(Beginning of PAGE EXTRACT)
Nobel Laureate, Professor Wole Soyinka, has described the protests embarked upon by some Ile Ife indigenes over the announcement of a non-native as the next Vice Chancellor of Obafemi Awolowo University as “crazy”.

Soyinka, a former lecturer at OAU, spoke at a lecture titled, ‘The Politics of Black Intellection and Creativity, at the University of Pennsylvania, the United States’, which was the first of the newly-inaugurated Distinguished Lecture series in African Studies.

Reacting to a question by Professor Wale Adebanwi, Presidential Penn Compact Professor of Africana Studies, Department of Africana Studies, University of Pennsylvania, Soyinka said he’s “shocked” over the incessant kidnappings, ritual killings and violence that have become the order of the day in Nigeria.

Asked to express his reaction to the agitations that the next Vice-Chancellor of the Obafemi Awolowo University must be an indigene of its host city, Soyinka faulted the protesters.

He said, “An Ife person wrote me and say, look at these people disgracing us. I told him to go there and disgrace them. You are an Ife person. You should be in the front line.

“The Ife people should say those people don’t belong to us, we don’t know where they came from. And they should be dealt with ruthlessly. Why should there be an Ife VC anywhere? I just don’t understand what they put in the water these days. It is crazy.”

Since the announcement of Professor Adebayo Bamire as the 12th substantive VC of OAU, some Ife indigenes commenced protest.
(End of PAGE EXTRACT)
(Beginning of DATA UNDER STUDY)
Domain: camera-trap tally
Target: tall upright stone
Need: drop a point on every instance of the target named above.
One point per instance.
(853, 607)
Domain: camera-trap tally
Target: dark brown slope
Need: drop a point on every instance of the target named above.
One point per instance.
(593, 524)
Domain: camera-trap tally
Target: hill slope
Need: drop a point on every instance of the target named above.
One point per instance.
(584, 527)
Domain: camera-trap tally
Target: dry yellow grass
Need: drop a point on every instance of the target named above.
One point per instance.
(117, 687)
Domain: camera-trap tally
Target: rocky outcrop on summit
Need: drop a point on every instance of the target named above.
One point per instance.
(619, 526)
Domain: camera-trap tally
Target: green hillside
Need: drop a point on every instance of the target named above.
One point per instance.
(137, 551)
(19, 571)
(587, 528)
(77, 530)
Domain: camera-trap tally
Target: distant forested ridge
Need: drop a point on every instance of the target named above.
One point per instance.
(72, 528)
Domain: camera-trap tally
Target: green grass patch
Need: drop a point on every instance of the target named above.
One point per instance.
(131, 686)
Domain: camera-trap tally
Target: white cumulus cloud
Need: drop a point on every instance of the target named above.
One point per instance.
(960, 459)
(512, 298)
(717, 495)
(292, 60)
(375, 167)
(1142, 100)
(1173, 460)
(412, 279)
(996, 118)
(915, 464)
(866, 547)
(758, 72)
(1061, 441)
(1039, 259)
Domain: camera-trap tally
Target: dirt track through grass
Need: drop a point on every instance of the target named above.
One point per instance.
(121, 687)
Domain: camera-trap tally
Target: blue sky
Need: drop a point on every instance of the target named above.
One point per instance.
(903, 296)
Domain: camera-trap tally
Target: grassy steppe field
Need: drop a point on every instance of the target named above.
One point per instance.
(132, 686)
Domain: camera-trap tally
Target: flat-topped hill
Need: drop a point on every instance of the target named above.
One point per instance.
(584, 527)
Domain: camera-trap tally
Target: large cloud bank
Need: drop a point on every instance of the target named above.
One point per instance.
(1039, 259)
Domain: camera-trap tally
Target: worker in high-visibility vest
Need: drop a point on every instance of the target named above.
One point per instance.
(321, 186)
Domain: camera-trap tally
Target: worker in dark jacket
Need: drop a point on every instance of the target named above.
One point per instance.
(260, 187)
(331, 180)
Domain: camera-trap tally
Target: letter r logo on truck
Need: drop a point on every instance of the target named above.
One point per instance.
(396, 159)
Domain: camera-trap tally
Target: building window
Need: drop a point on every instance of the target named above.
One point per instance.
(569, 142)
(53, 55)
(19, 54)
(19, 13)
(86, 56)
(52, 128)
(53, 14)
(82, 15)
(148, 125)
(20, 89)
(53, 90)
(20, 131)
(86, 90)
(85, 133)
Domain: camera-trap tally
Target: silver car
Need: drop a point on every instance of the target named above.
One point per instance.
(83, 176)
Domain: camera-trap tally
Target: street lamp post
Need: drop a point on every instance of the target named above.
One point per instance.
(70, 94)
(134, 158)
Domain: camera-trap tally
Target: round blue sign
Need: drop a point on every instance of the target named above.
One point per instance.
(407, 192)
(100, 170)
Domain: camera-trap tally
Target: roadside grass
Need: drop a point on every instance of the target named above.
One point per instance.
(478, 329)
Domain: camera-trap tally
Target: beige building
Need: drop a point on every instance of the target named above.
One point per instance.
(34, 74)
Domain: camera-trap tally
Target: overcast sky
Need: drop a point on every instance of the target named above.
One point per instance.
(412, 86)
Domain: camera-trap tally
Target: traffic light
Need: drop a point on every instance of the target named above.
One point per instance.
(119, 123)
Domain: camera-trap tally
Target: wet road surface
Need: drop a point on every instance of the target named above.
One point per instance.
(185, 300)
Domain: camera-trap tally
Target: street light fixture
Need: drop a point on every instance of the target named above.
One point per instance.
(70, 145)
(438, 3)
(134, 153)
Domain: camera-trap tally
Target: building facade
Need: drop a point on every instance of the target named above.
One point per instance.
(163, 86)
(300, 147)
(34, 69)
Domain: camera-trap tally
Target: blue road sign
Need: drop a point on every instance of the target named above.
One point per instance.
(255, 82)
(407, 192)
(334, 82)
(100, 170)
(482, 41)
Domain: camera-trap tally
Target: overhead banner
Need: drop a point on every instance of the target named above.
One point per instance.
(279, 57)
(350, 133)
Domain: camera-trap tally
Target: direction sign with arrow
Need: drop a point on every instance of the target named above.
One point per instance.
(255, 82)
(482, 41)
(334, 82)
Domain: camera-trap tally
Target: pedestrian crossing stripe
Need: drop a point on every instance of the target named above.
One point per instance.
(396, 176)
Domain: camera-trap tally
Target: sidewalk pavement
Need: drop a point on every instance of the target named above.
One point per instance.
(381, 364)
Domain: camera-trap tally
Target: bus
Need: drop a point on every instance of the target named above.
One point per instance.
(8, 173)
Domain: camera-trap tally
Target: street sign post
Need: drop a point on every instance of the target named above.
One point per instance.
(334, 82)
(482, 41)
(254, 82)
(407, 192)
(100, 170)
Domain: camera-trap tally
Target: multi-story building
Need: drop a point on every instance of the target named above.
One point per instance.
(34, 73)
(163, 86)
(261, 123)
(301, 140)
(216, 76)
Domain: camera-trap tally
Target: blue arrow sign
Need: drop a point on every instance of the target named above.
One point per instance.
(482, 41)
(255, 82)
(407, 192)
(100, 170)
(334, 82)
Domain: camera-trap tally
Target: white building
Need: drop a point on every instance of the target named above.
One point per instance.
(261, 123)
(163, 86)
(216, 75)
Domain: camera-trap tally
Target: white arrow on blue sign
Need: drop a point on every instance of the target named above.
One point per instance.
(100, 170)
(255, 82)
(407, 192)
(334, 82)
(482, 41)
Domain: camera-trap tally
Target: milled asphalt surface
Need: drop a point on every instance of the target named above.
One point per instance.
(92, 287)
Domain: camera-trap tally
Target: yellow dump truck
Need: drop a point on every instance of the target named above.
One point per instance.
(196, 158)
(End of DATA UNDER STUDY)
# WORK TO COMPLETE:
From the news report on Soyinka's remarks, extract the stretch from "Soyinka, a former" through "in African Studies.". This material was taken from a separate source.

# TASK ANSWER:
Soyinka, a former lecturer at OAU, spoke at a lecture titled, ‘The Politics of Black Intellection and Creativity, at the University of Pennsylvania, the United States’, which was the first of the newly-inaugurated Distinguished Lecture series in African Studies.